--- TEXTAUSZUG ---
::::::

Zum Vergleich: Ein Zwei-Personen-Haushalt verbraucht durchschnittlich 2.500 kWh pro Jahr.

Um einen Teil der zur Abwassersäuberung benötigten Energie selbst erzeugen zu können betreiben viele Klärwerke ein Blockheizkraftwerk, in dem das in den Faultürmen entstandene Faulgas in Strom und Wärme umgewandelt wird.

Nun geht die Stadtentwässerung Hannover aber noch einen weiteren Schritt. Sie plant für das Klärwerk Herrenhausen eine umfangreiche Erweiterung um eine Elektrolyse-Anlage zur Produktion von Wasserstoff. Das Niedersächsische Wasserstoff Netzwerk beschreibt das Vorhaben wie folgt auf seiner Website:

„Zukunftsweisend an diesem Leuchtturmprojekt ist vor allem die Sektorenkopplung. So will die Stadtentwässerung primär den Sauerstoff zur Abwasseraufbereitung nutzen, der bei der Produktion von Wasserstoff als Nebenprodukt entsteht. Derzeit wird dieser in den meisten Klärwerken mit Turboverdichtern aus der Umgebungsluft gewonnen – ein Prozess, für den ein Großteil des Energieverbrauchs des Klärwerks nötig ist. Neben den Belebungsbecken stehen Filtratwasser und Ozon bei einer vierten Reinigungsstufe im Fokus des Projektes. Mit dem produzierten Wasserstoff selbst sollen u. a. ab 2023 Busse der ÜSTRA und regiobus Hannover GmbH angetrieben werden, um Emissionen in Hannovers öffentlichem Nahverkehr zu senken.

::::::

--- DATENTEIL ---
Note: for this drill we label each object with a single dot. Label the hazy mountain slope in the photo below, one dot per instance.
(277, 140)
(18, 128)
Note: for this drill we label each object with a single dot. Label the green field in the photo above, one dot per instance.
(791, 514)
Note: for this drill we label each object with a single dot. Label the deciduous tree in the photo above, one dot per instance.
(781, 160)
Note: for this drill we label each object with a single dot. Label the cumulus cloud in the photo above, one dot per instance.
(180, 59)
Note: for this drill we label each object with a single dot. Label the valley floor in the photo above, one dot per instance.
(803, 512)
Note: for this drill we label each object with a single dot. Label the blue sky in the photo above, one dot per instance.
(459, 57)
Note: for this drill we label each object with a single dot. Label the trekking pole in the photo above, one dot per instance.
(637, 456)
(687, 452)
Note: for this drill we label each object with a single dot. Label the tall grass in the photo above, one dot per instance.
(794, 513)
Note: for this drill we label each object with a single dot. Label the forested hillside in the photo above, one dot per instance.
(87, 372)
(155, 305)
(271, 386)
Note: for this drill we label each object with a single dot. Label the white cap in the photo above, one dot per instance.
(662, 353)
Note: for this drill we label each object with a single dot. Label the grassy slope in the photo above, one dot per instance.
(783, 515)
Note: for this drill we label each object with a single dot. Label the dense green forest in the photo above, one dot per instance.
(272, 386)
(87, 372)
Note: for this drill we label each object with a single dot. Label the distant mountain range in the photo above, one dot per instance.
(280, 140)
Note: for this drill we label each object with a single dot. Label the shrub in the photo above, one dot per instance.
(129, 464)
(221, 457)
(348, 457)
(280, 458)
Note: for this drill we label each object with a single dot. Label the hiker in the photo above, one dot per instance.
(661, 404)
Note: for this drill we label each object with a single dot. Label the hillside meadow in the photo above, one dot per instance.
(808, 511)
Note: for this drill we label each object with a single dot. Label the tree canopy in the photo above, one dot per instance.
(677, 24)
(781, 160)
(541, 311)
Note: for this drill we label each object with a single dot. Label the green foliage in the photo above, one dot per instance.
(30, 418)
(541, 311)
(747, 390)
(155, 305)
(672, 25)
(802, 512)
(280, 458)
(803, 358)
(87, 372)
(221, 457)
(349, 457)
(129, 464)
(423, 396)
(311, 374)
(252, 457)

::::::

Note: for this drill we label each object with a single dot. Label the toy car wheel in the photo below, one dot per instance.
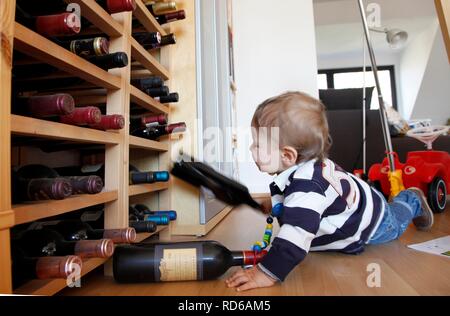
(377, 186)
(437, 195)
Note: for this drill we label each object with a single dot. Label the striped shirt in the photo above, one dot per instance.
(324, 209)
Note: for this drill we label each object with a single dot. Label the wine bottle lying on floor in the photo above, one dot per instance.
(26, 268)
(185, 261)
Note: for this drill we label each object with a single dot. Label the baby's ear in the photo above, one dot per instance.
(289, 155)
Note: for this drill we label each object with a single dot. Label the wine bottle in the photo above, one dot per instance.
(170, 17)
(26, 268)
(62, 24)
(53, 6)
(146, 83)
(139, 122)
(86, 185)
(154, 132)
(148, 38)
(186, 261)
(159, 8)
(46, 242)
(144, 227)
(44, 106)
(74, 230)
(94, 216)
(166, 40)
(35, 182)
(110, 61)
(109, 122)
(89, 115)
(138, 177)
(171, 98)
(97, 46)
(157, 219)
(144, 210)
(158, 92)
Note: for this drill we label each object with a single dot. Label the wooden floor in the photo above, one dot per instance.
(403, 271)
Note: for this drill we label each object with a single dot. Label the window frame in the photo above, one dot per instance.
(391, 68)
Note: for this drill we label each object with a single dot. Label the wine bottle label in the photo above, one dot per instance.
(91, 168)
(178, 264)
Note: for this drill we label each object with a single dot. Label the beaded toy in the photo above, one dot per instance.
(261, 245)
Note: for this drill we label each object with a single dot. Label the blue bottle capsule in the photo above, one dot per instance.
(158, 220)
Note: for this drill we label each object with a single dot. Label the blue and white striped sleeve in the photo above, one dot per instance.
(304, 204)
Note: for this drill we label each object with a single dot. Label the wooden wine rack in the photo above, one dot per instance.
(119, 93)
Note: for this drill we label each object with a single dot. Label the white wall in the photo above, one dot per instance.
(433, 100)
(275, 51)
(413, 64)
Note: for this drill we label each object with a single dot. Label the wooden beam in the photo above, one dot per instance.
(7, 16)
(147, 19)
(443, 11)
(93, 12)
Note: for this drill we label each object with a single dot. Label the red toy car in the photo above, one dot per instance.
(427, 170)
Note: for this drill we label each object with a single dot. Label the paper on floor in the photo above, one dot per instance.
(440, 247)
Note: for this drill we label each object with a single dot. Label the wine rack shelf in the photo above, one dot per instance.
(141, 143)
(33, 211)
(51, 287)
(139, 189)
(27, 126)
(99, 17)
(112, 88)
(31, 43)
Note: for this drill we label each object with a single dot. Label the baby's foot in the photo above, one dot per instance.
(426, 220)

::::::

--- AUFGABENSTELLUNG ---
• a. Wie lautet der Satz „Nun geht die Stadtentwässerung Hannover aber noch einen weiteren Schritt.“ aus dem Text zur Stadtentwässerung Hannover auf Englisch?
• b. Gib den Abschnitt aus dem Text zur Stadtentwässerung Hannover von „Zum Vergleich: Ein“ bis einschließlich „Wärme umgewandelt wird.“ wieder und setze dabei „Klärgas“ anstelle von „Faulgas“ ein.
Die Daten spielen hierfür keine Rolle.

--- ERGEBNISSE ---
• a. Now, however, Stadtentwässerung Hannover is going one step further.

• b.
Zum Vergleich: Ein Zwei-Personen-Haushalt verbraucht durchschnittlich 2.500 kWh pro Jahr.

Um einen Teil der zur Abwassersäuberung benötigten Energie selbst erzeugen zu können betreiben viele Klärwerke ein Blockheizkraftwerk, in dem das in den Faultürmen entstandene Klärgas in Strom und Wärme umgewandelt wird.